- **What the task asks**
Select and copy every line of the records below that contains the string "cabinet".

[start Recorded data]

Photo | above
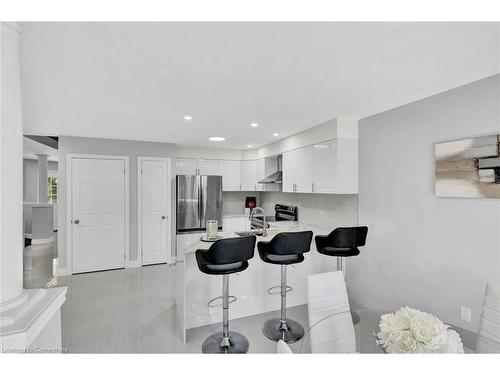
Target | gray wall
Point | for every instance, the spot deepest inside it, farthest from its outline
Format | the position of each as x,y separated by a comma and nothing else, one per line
30,178
99,146
435,254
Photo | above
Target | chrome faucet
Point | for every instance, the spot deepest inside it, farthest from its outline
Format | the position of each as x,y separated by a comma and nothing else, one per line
264,224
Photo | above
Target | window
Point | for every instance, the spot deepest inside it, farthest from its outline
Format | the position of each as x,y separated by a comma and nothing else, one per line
52,189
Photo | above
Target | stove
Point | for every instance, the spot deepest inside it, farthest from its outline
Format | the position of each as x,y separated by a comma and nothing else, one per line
281,213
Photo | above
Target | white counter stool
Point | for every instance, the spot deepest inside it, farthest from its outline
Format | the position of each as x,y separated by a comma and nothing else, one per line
224,257
284,249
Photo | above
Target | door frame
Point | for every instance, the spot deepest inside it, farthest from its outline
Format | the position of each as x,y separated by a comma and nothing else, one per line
69,205
140,159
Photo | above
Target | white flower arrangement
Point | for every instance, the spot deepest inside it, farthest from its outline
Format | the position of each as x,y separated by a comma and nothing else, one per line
412,331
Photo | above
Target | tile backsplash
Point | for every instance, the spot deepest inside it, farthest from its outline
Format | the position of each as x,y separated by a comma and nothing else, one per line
324,210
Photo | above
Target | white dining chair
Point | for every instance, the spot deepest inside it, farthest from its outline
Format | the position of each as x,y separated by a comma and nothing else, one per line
328,304
488,340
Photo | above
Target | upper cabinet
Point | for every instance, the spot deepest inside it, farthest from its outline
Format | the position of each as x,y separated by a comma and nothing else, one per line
326,167
209,167
186,166
297,170
260,174
249,175
329,167
231,174
197,166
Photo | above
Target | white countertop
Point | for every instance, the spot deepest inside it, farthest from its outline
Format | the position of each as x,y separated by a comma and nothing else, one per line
192,241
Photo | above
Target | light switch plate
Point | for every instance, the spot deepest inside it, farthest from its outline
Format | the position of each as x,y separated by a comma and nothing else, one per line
465,314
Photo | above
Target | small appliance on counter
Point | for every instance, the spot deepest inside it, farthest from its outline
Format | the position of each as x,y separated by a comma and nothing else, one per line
211,233
281,213
250,204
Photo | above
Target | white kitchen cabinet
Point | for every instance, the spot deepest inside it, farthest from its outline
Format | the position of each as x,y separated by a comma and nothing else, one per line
249,175
261,174
231,174
325,167
297,170
335,166
208,167
197,166
347,166
186,166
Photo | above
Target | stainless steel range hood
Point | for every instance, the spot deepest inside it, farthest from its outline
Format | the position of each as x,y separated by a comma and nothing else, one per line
276,177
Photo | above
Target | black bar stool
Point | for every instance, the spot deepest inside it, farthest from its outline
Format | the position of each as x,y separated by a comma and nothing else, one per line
342,242
224,257
284,249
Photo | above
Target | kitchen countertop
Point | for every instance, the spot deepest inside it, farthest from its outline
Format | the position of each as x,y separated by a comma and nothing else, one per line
194,289
192,241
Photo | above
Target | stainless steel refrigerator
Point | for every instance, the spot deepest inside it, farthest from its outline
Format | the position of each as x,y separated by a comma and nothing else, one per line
199,198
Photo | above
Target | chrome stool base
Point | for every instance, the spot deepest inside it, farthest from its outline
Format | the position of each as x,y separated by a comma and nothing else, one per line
214,344
291,332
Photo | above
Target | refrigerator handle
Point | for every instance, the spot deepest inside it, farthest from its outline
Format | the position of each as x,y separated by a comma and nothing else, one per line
202,199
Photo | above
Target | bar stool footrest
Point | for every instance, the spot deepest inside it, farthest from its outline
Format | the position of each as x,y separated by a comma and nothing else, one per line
238,344
273,330
212,302
277,289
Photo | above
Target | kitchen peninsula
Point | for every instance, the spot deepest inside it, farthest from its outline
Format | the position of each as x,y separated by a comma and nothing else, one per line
195,289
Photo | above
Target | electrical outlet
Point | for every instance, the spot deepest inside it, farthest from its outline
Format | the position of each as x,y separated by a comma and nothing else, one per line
465,314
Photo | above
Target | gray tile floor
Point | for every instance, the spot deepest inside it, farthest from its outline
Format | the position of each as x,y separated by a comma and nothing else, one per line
133,311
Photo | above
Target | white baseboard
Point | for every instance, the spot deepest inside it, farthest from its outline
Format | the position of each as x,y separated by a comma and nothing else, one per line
63,272
133,264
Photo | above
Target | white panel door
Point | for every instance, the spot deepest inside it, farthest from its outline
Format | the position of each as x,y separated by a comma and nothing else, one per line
98,214
208,167
325,167
231,174
249,175
155,207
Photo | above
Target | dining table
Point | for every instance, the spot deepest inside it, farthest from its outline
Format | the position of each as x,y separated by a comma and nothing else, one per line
332,334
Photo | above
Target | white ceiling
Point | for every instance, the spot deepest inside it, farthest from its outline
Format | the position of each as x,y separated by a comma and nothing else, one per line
138,80
32,148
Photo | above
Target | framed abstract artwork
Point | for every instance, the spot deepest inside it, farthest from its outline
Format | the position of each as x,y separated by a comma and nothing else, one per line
468,168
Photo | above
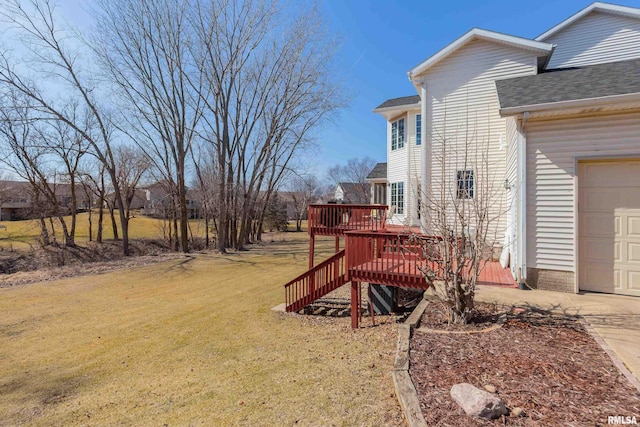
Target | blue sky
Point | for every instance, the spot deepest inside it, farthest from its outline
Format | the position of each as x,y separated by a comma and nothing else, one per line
382,40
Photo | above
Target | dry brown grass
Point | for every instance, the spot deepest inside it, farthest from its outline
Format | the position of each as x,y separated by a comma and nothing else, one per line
189,341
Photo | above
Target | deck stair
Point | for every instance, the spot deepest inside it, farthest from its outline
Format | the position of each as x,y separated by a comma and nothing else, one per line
315,283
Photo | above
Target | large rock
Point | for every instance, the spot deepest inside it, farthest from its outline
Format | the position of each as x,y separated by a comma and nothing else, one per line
478,403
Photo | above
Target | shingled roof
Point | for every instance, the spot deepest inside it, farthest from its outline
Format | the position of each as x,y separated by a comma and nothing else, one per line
397,102
379,171
594,81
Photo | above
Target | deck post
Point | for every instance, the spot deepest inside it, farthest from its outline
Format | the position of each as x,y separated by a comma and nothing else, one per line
312,247
355,304
373,315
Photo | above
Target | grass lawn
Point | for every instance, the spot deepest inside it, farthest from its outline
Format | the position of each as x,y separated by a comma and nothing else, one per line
189,342
21,234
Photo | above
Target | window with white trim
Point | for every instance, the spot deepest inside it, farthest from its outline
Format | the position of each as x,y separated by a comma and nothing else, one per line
465,184
397,196
397,134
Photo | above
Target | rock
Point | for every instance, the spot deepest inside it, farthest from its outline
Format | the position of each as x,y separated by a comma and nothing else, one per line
478,403
517,412
490,388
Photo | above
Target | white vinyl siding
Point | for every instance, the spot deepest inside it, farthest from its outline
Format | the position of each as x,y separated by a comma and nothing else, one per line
513,179
404,166
463,110
552,149
595,39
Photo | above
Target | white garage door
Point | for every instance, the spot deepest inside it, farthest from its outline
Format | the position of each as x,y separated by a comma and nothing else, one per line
609,222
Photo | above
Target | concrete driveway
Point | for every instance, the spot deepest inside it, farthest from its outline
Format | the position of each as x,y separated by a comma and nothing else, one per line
615,318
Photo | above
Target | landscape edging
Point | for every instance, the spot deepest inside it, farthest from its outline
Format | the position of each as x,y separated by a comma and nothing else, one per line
405,389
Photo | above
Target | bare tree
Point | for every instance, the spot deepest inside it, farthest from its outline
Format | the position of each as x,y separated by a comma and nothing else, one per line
268,83
354,173
132,164
146,49
304,189
461,211
52,60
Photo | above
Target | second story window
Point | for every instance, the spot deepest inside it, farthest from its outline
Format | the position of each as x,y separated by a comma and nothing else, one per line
397,134
397,196
465,183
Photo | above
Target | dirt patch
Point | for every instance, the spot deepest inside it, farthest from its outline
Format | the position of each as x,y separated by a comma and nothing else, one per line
53,263
547,365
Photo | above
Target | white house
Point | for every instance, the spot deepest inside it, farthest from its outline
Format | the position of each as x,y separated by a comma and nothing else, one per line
559,120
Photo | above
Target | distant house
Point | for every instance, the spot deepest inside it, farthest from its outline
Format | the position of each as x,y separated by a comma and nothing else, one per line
352,192
295,202
157,201
17,200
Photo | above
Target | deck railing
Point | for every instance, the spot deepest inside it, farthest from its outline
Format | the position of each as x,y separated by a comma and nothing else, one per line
335,219
317,282
390,258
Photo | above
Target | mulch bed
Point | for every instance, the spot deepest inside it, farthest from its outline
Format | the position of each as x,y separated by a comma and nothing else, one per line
548,365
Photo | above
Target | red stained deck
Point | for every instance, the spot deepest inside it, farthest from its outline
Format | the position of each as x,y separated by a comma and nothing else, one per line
374,252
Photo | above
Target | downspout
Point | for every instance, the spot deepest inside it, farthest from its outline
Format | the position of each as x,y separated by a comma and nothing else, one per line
522,166
423,156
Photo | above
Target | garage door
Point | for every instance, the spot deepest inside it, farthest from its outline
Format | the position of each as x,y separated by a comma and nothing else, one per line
609,222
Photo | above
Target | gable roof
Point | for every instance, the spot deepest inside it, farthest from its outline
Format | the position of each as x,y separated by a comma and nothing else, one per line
399,102
586,84
593,7
379,171
543,49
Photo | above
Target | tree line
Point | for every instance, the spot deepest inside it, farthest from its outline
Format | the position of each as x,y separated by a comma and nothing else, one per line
217,96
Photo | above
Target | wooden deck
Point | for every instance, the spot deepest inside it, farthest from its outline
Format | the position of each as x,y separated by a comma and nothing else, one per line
374,252
407,275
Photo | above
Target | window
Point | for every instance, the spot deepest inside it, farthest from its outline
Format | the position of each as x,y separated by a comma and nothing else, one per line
397,196
466,184
397,134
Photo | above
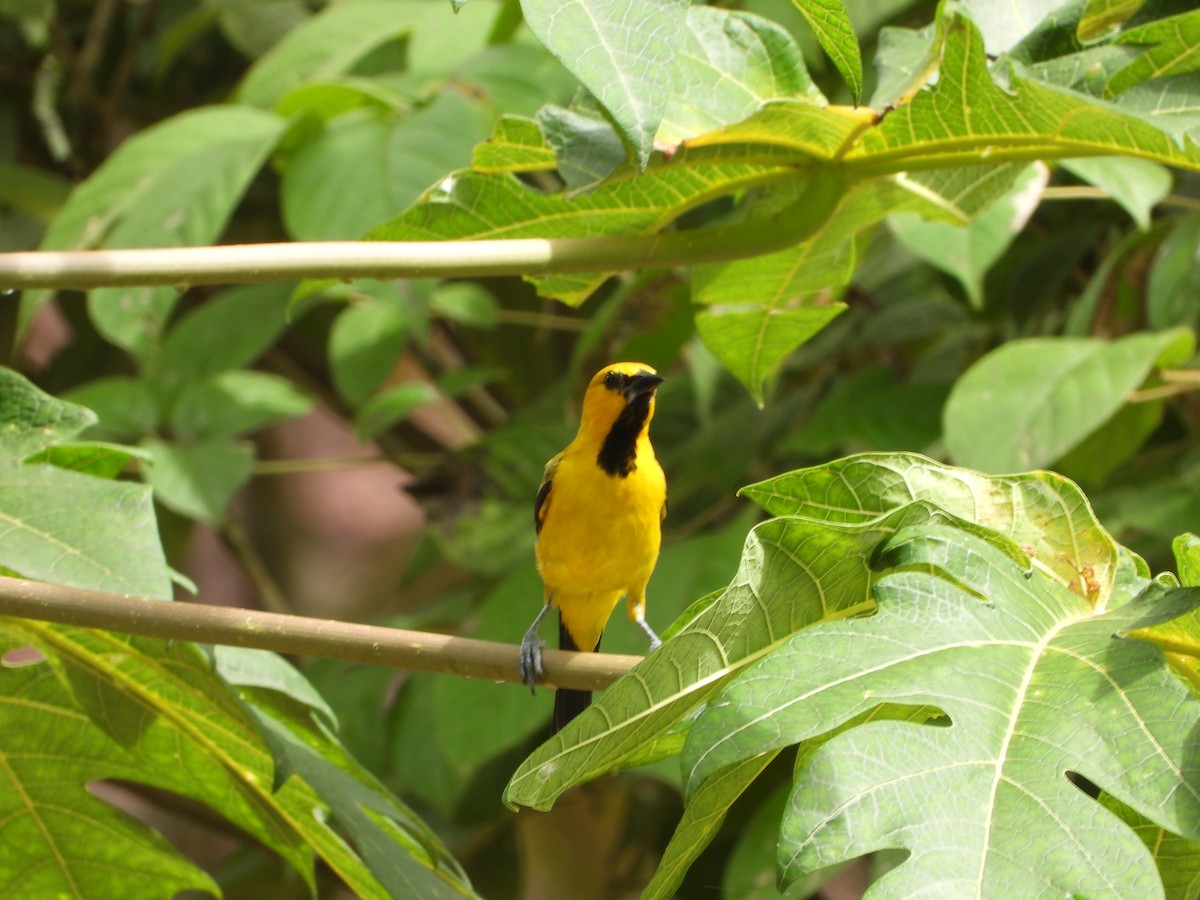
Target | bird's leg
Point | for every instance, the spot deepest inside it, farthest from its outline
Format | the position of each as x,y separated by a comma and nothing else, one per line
655,641
531,652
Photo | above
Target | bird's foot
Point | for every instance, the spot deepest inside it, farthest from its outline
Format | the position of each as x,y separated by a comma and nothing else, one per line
532,671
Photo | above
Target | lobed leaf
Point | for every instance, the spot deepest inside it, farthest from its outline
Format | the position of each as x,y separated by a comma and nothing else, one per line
1007,654
148,712
793,573
622,51
835,34
1044,514
1174,48
1019,407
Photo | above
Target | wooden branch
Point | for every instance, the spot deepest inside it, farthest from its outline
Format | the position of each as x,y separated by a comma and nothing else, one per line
301,635
233,264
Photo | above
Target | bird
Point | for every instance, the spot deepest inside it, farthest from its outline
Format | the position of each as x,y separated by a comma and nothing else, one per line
599,516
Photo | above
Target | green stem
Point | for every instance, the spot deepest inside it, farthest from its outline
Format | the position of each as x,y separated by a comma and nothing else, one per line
1167,645
184,267
301,635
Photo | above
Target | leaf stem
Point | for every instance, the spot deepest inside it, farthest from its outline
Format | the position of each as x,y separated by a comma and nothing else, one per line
184,267
301,635
1167,645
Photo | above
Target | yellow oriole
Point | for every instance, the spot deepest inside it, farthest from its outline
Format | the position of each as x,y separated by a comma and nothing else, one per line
599,515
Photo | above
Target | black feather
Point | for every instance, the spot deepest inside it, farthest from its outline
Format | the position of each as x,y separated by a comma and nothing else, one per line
569,703
619,445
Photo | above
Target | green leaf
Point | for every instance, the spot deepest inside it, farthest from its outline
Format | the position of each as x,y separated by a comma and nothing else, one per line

[end Recorded data]

- **Exercise answer**
Target | upper cabinet
Target | white kitchen cabinet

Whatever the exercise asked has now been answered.